Moore and Lynch in Michigan News:
ANN ARBOR—Invasive procedures to biopsy tissue from cancer-tainted organs could be replaced by simply taking samples from a tiny “decoy” implanted just beneath the skin, University of Michigan researchers have demonstrated in mice. These devices have a knack for attracting cancer cells traveling through the body. In fact, they can even pick up signs that cancer is preparing to spread, before cancer cells arrive. “Biopsying an organ like the lung is a risky procedure that’s done only sparingly,” said Lonnie Shea, the William and Valerie Hall Chair of biomedical engineering at U-M. “We place these scaffolds right under the skin, so they’re readily accessible.”
The ease of access would also allow doctors to monitor the effectiveness of cancer treatments closer to real time.

**WHAT IS EXPECTED:**
Where does the Michigan News excerpt about cancer "decoy" implants say the scaffolds are placed?

**RECORD EXTRACTS:**
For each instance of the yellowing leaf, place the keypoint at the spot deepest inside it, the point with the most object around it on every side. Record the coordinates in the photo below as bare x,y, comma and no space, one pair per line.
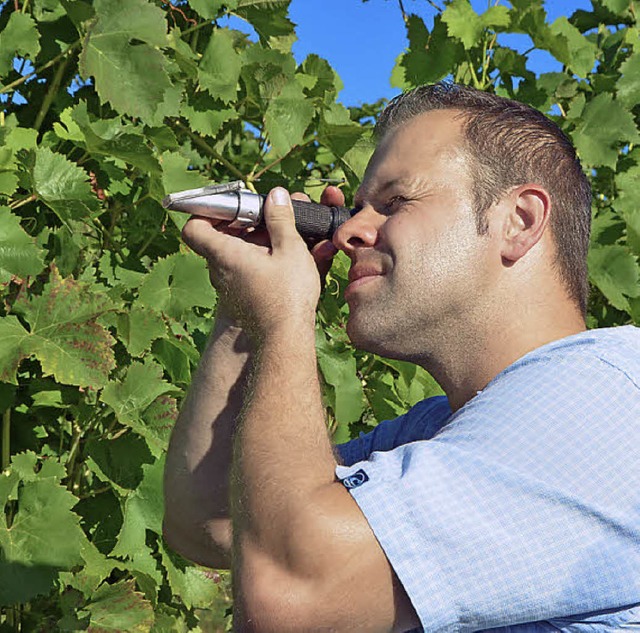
121,53
19,256
64,335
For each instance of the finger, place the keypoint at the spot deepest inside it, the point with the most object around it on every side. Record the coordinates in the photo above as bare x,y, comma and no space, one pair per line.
323,254
332,197
278,215
300,196
206,240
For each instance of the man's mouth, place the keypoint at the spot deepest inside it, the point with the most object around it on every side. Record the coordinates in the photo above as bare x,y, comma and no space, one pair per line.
359,276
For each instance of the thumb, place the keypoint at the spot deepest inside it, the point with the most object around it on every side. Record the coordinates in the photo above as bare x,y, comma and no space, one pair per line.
279,218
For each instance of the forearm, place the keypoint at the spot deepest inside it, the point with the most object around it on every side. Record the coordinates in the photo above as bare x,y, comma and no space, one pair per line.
283,453
197,517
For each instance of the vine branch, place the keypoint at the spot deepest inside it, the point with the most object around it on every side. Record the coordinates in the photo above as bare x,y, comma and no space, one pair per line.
6,439
51,62
203,145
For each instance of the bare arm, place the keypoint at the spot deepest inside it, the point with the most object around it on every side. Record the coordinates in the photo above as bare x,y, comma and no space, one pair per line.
197,517
196,487
304,556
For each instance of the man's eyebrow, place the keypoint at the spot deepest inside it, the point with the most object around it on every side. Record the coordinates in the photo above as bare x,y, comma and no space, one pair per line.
366,192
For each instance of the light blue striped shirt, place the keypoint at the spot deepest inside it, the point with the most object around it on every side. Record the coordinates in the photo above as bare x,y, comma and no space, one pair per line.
520,512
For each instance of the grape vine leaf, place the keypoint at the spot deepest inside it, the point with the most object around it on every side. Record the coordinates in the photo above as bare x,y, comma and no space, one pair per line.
121,53
64,335
44,538
143,510
176,174
572,48
176,284
111,139
209,9
19,256
339,370
138,328
628,86
129,397
19,37
205,114
63,186
287,118
194,586
466,25
615,272
220,67
605,123
118,607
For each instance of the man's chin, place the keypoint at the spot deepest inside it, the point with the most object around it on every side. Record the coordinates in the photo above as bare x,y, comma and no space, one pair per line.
365,335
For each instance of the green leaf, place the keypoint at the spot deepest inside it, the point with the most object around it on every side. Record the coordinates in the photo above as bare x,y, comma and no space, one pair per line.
209,9
430,57
121,53
339,370
119,460
177,284
64,335
44,538
355,161
571,47
138,328
466,25
605,123
337,131
19,256
47,10
109,138
194,586
268,17
287,118
617,6
144,509
159,419
176,175
616,273
131,396
19,37
220,67
628,85
63,186
205,114
118,608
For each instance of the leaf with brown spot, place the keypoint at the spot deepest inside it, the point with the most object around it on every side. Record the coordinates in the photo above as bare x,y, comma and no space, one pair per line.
64,336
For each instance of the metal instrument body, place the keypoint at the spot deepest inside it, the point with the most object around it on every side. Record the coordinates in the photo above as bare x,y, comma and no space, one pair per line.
242,208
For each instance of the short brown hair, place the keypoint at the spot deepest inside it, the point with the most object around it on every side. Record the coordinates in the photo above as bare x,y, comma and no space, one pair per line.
511,144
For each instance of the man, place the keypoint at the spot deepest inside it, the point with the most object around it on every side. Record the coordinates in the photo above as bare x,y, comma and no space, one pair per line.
511,504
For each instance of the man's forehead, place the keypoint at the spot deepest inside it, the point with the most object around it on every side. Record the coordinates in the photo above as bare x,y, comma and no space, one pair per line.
425,142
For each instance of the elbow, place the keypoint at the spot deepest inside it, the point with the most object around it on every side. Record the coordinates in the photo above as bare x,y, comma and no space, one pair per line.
269,599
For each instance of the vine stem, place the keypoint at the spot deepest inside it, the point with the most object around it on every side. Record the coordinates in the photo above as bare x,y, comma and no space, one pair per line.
6,439
51,62
202,144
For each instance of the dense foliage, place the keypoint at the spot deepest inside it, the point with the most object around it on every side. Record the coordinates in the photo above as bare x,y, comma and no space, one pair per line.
111,104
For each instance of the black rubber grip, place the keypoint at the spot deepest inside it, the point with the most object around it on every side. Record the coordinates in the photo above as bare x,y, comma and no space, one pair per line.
317,222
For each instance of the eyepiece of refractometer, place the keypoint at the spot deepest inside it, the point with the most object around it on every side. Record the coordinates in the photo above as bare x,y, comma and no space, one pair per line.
243,208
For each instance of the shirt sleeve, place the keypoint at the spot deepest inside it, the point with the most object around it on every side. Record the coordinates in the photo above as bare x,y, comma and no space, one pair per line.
421,422
524,507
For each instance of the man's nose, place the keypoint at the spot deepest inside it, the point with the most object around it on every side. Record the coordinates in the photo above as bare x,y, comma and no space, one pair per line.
361,230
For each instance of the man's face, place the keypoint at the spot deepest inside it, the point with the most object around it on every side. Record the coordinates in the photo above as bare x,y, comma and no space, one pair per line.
419,267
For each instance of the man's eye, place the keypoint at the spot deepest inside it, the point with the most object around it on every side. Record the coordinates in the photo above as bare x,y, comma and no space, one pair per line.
393,204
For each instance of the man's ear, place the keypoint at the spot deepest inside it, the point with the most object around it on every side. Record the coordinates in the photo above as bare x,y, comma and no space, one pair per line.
525,219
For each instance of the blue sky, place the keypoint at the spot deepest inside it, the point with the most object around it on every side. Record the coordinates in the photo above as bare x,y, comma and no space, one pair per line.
362,40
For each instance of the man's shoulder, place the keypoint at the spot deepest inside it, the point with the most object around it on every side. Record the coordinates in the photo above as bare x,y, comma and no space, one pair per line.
579,358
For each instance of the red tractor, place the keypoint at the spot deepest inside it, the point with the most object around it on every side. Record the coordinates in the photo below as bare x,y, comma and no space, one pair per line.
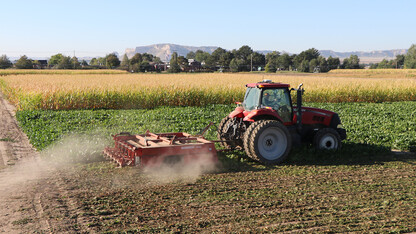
266,124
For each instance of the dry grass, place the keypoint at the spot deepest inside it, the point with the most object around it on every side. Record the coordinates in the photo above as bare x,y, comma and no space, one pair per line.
118,91
373,73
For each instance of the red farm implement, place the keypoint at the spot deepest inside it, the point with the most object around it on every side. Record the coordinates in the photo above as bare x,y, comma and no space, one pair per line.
151,149
265,125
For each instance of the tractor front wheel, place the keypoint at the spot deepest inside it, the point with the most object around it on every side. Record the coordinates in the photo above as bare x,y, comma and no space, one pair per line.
327,139
270,142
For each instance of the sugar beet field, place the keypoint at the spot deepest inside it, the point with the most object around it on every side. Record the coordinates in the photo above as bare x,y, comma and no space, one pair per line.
367,186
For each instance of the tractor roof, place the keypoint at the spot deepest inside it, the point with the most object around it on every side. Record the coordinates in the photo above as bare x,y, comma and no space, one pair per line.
267,84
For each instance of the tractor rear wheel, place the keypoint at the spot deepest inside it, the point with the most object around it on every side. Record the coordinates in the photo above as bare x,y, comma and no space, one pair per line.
327,139
270,142
220,132
248,136
229,132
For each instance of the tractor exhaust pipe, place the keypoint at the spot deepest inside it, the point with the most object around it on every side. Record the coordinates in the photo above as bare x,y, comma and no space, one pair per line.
299,92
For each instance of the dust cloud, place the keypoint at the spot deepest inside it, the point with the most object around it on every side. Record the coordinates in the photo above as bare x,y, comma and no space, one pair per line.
78,149
185,172
68,151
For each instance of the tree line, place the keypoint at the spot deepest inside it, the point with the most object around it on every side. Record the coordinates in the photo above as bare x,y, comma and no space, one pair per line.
237,60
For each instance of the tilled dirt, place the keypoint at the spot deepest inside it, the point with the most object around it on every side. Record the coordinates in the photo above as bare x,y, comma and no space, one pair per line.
33,197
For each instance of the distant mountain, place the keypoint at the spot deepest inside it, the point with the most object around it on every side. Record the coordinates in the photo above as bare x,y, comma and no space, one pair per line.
164,51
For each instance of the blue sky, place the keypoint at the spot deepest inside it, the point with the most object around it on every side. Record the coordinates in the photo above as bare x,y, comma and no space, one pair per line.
96,28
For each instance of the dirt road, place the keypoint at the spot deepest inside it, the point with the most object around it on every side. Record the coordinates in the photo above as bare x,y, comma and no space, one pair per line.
33,197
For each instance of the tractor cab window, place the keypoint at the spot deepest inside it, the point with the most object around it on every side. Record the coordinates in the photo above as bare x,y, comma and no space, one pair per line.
251,99
279,100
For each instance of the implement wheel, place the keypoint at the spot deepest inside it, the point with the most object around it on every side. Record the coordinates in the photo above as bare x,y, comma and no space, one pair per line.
270,142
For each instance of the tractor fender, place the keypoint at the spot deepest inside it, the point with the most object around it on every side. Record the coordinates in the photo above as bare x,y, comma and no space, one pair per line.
262,114
238,112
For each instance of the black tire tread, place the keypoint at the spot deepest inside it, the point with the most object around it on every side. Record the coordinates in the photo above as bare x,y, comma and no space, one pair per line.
247,137
323,132
220,129
255,134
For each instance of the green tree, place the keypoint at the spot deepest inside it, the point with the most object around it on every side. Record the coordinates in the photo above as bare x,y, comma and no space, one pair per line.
217,53
84,63
5,62
112,61
201,56
94,62
174,66
24,63
258,59
145,66
383,64
399,60
237,65
284,61
333,63
353,62
225,59
323,64
55,59
75,63
190,55
183,62
410,58
270,67
313,64
272,57
136,59
147,57
125,62
65,63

**RESPONSE AREA:**
Right under the skin.